__WHAT THE TASK ASKS__.
With the material below, print exactly the lines between the line holding "for every instance of the brick building, set" and the line holding "for every instance of the road", inclusive. Add nothing else.

__MATERIAL FOR THE TASK__.
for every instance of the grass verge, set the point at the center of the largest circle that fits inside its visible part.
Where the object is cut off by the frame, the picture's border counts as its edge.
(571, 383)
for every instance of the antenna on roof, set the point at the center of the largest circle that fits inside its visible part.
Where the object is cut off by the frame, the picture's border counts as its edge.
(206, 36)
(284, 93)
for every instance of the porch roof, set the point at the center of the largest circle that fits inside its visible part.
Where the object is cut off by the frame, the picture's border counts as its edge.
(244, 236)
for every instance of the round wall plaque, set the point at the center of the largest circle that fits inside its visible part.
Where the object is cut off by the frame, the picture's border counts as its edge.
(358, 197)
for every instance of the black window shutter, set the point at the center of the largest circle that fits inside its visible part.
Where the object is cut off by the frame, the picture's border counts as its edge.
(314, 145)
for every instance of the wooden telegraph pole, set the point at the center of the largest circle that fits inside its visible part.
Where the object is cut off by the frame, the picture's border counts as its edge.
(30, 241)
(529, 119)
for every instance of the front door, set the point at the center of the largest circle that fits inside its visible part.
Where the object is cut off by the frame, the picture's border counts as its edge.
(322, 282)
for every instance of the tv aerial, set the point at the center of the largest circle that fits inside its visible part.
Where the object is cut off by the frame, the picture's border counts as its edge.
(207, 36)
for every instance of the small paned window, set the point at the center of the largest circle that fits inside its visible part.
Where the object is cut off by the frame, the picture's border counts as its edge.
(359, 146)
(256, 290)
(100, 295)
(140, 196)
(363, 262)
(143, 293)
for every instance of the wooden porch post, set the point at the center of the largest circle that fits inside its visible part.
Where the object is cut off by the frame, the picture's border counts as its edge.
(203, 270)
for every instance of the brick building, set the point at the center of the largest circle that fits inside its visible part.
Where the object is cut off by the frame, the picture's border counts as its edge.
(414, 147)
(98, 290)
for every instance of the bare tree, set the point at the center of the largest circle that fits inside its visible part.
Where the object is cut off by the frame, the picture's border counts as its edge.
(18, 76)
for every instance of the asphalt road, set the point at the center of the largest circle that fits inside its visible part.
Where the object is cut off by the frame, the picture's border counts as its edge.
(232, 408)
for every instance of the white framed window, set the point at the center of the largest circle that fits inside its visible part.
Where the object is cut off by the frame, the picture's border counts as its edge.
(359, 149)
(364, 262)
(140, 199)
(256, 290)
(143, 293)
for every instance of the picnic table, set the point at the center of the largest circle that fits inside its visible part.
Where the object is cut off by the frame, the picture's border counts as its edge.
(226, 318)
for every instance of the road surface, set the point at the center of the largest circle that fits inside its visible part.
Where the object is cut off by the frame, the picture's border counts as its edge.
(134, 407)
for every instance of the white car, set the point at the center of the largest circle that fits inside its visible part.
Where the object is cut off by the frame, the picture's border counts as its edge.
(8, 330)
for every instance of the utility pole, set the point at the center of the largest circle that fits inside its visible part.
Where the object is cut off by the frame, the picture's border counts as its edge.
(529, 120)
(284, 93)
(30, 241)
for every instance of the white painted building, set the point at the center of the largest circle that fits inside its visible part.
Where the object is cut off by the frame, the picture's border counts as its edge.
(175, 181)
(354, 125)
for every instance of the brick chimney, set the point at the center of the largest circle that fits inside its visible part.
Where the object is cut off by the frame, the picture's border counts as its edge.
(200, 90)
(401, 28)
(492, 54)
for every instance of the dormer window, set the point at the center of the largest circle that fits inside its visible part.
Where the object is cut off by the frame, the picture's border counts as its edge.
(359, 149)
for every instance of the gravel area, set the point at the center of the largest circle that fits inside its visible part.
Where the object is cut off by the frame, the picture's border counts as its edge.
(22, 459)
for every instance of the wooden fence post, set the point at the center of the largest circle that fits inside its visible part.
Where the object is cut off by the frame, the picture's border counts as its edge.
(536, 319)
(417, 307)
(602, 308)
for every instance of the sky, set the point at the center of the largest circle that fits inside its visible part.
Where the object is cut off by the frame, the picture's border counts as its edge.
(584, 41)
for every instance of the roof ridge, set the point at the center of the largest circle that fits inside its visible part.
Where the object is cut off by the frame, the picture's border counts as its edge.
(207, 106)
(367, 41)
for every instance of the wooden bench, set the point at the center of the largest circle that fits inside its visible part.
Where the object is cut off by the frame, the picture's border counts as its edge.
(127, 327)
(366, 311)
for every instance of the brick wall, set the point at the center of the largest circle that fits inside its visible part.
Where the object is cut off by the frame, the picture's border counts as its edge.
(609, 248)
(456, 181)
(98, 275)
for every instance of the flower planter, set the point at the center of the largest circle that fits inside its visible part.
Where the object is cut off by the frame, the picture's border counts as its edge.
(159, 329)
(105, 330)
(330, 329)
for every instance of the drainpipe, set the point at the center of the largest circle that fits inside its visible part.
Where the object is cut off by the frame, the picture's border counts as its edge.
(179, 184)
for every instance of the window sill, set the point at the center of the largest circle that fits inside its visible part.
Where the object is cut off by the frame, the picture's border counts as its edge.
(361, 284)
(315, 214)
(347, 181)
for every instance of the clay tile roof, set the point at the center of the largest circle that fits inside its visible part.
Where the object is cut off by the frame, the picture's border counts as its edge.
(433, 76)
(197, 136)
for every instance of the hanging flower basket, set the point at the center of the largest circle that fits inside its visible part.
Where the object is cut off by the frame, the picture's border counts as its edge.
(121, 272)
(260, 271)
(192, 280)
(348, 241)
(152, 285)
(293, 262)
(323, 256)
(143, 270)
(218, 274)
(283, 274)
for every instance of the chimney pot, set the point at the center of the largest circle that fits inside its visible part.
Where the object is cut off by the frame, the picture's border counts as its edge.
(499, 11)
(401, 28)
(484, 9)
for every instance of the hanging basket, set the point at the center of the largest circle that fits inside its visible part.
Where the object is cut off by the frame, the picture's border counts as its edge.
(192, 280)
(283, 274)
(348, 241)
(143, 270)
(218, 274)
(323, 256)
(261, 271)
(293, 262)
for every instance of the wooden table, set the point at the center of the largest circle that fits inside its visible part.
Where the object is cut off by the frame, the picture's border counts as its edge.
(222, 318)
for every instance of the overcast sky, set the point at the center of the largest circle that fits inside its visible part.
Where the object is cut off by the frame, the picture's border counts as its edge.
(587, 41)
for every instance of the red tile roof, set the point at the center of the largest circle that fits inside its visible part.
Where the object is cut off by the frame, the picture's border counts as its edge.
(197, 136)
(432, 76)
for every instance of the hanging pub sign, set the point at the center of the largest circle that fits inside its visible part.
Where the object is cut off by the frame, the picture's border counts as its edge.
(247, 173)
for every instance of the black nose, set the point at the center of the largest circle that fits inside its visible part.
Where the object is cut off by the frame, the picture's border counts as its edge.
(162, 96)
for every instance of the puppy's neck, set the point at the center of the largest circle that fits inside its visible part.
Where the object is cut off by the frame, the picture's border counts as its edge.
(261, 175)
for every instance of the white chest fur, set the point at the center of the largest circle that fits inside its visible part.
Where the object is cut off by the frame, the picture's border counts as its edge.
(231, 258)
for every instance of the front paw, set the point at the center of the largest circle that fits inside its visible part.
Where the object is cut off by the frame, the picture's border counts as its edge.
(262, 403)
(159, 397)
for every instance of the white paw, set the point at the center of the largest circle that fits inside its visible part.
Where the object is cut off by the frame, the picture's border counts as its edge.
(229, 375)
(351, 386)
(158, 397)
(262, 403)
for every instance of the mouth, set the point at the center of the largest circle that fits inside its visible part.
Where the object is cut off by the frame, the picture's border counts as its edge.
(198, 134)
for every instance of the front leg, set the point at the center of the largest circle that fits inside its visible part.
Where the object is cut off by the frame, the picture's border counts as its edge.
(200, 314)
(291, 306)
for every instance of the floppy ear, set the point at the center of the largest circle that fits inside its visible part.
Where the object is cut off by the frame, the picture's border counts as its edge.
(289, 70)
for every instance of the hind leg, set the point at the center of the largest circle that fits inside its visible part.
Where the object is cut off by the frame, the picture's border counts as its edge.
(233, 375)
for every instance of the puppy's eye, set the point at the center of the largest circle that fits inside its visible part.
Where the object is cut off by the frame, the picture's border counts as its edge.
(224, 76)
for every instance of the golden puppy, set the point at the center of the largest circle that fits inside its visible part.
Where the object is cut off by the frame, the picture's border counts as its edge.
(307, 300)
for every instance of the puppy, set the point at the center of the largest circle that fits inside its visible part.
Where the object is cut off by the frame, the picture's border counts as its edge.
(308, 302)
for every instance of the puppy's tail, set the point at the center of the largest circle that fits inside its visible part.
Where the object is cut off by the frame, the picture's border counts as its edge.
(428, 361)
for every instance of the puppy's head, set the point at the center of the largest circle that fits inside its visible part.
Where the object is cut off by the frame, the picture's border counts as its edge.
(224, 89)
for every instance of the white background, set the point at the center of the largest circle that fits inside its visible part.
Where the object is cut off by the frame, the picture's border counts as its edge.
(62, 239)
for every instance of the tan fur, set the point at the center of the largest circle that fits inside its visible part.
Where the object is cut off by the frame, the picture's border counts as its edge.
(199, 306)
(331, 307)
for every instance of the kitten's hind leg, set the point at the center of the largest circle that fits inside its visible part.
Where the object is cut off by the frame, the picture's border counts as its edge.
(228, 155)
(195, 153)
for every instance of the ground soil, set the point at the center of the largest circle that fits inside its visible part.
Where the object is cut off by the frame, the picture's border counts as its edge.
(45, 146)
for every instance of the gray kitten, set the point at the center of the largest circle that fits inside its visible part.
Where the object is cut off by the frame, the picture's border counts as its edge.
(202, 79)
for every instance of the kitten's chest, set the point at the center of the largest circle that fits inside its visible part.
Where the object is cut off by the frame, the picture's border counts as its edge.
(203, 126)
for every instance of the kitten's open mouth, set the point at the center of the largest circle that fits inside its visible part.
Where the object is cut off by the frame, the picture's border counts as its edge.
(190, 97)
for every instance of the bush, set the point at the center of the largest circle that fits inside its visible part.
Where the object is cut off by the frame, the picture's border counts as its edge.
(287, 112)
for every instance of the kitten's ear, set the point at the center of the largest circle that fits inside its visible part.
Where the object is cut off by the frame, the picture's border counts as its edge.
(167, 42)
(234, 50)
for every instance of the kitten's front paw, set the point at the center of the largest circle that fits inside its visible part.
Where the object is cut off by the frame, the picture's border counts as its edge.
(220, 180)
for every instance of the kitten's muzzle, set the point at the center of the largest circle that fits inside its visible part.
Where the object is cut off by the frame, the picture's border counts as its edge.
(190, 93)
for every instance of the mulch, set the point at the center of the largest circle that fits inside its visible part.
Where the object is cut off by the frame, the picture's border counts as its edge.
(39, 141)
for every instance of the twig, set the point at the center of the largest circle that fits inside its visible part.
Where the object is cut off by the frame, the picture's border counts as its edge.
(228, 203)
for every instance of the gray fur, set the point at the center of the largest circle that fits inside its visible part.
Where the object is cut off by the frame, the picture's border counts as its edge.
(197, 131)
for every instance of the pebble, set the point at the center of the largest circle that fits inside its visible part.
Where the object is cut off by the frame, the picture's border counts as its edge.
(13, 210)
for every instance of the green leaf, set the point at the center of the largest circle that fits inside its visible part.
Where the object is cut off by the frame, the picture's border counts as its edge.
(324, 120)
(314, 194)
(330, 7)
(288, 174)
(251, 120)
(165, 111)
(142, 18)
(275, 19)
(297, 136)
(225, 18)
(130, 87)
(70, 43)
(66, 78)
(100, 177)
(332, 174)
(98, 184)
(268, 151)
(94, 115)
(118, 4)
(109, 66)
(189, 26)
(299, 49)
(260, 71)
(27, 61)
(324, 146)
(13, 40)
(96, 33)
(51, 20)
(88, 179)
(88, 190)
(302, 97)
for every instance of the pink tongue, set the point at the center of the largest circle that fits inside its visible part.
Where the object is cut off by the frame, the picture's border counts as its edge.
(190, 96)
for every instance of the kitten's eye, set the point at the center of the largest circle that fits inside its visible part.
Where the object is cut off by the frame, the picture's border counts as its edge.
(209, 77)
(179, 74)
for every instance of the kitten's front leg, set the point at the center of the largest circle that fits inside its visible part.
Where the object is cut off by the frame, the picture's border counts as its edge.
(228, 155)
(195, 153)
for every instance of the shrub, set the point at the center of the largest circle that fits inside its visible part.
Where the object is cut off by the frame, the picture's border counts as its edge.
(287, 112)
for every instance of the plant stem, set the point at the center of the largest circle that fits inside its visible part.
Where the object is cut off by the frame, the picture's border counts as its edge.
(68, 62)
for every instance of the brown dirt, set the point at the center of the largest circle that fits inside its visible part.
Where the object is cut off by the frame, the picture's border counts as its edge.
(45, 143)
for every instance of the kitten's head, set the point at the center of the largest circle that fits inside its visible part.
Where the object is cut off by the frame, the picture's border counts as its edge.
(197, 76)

__ANSWER TO THIS PROBLEM__.
for every instance of the brick building, set the point at the center of the largest circle that fits inside its visible part.
Where the object is cut off by the frame, the picture's border counts as its edge.
(414, 147)
(98, 290)
for every instance of the bare tree, set the point at the center of the largest circle that fits inside its visible part.
Where the object is cut off by the frame, the picture's border counts as its edge.
(18, 76)
for every instance of the asphalt road, set the point at the center of the largest circle that fits inside its visible part.
Where the object is cut off by the frame, the picture's border counts as its edge.
(232, 408)
for every instance of the white framed window, set the point at the center of the largest circle that fits inside its visible part.
Where the object is cut off by the frame, the picture's border counts as its edge.
(359, 149)
(364, 262)
(140, 199)
(256, 290)
(143, 293)
for every instance of the picnic table, set the point at the center of the largest circle that fits inside its visible part.
Where the object is cut off by the frame, the picture's border counts as its edge.
(226, 318)
for every instance of the road surface, set the point at the center of the largest circle that fits inside its visible part.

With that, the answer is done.